§ **文書の抜粋**

憲政史上最長政権を築いた元首相がテロの犠牲となる。
そんな衝撃的な事件をきっかけに再びその反社会性・異常性が注目されている旧統一教会(世界平和統一家庭連合)。

旧統一教会が一般の人に広く知られるようになったのは1980年代後半から90年代半ばのことだ。
特に当時人気を誇っていた女優やスポーツ選手が次々と入信を発表したことに世間は衝撃を受けた。

さらにこの時教会による霊感商法なども世間の耳目を集めた。95年に地下鉄サリン事件を起こすオウム真理教の勢力拡大もちょうどこの時期と重なる。

さて、旧統一教会はどのようにして日本に入り込んできたのか。

自民党との蜜月は半世紀前から

日本と旧統一教会をめぐる歴史は以下の通り。

出典:読売新聞2022年8月9日付

韓国ソウルで発祥した旧統一教会は64年の東京五輪開催年に日本で宗教法人化された。

そして、全国の大学にサークルのような組織を設置し、日本での布教活動を本格化。
現在も旧統一教会であることを告げないで、サークルを入口とした勧誘活動が続いているという。

84年に創立されたオウム真理教も同様にサークル団体を装った勧誘活動を行っていたというのだから、旧統一教会の勧誘方法を模倣していた可能性がある。

68年、旧統一教会は渋谷区に本部を移転した。
驚くことにその場所は当時首相を務める岸信介氏の自宅至近である。
これが単なる偶然であったとは考えにくく、自民党とのかかわりが始まったのはこの場所であることを踏まえると、どちらかが接近するために意図されたものであろうことは想像に難くない。

時を同じくして、国内含め東側諸国の共産主義勢力に打ち勝つ目的で教団の友好団体「国際勝共連合」が韓国、日本で創立。

保守色の強い岸氏とは相容れる存在であっただろう。
実際この頃から、岸氏は旧統一教会のイベントなどにたびたび出席あるいは関与するようになる。

§ **収集した資料**

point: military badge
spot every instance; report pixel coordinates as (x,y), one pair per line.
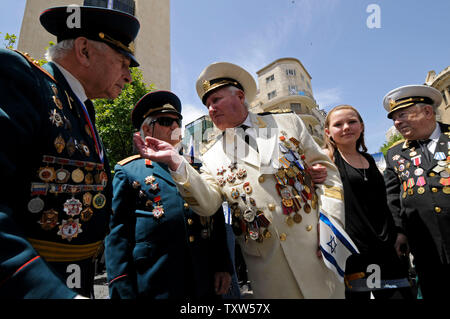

§ **取り組む作業**
- A) 旧統一教会に関する文章によると、旧統一教会が日本で宗教法人化されたのはいつですか。
- B) 旧統一教会に関する文章は、オウム真理教が旧統一教会の勧誘方法を模倣していた可能性があると述べています。その理由を文章に沿って一文から三文で説明してください。
- C) 旧統一教会に関する文章を、最後の文の後から書き継いでください。
資料は、本文とは別のところから集めたものです。

§ **作業別の結果**
- A) 64年、東京五輪が開催された年です。

- B) 旧統一教会は全国の大学にサークルのような組織を設け、それを入口に勧誘していました。84年に創立されたオウム真理教も同じようにサークル団体を装った勧誘活動を行っていたため、その方法をまねた可能性があるとされています。

- C)
受け継がれた人脈 選挙活動への利用へ

岸氏の死後、義理の息子である安倍晋太郎氏が教団の人脈を引き継いだ。

そしてこの頃から自民党の選挙活動にも、教団が関与することになったとされる。

ある元衆院議員によると、晋太郎氏は教団や関連団体を選挙を有利に運ぶために利用できると語ったという。

このことは、岸信介‐安倍晋太郎‐安倍晋三(元首相)親子三代に渡って領袖が受け継がれる清和会に所属する議員が最も教団との関係を持っている事実からも読み取れる。

選挙活動における教団と自民党との関係からは、日本の政治活動の特異点や違法性を見出すことができるが、そちらについては稿を改めたい。

いずれにせよ、宗教団体を支持母体とする公明党との選挙協力よりも前から関係は始まっていたと見ることができるだろう。

自民党議員が最多 野党にも広がる教団のネットワーク

程度に差はあれど、教団との関係を持っていた国会議員は101名にのぼるとされているが、これは日本の国会議員の約14%を占める。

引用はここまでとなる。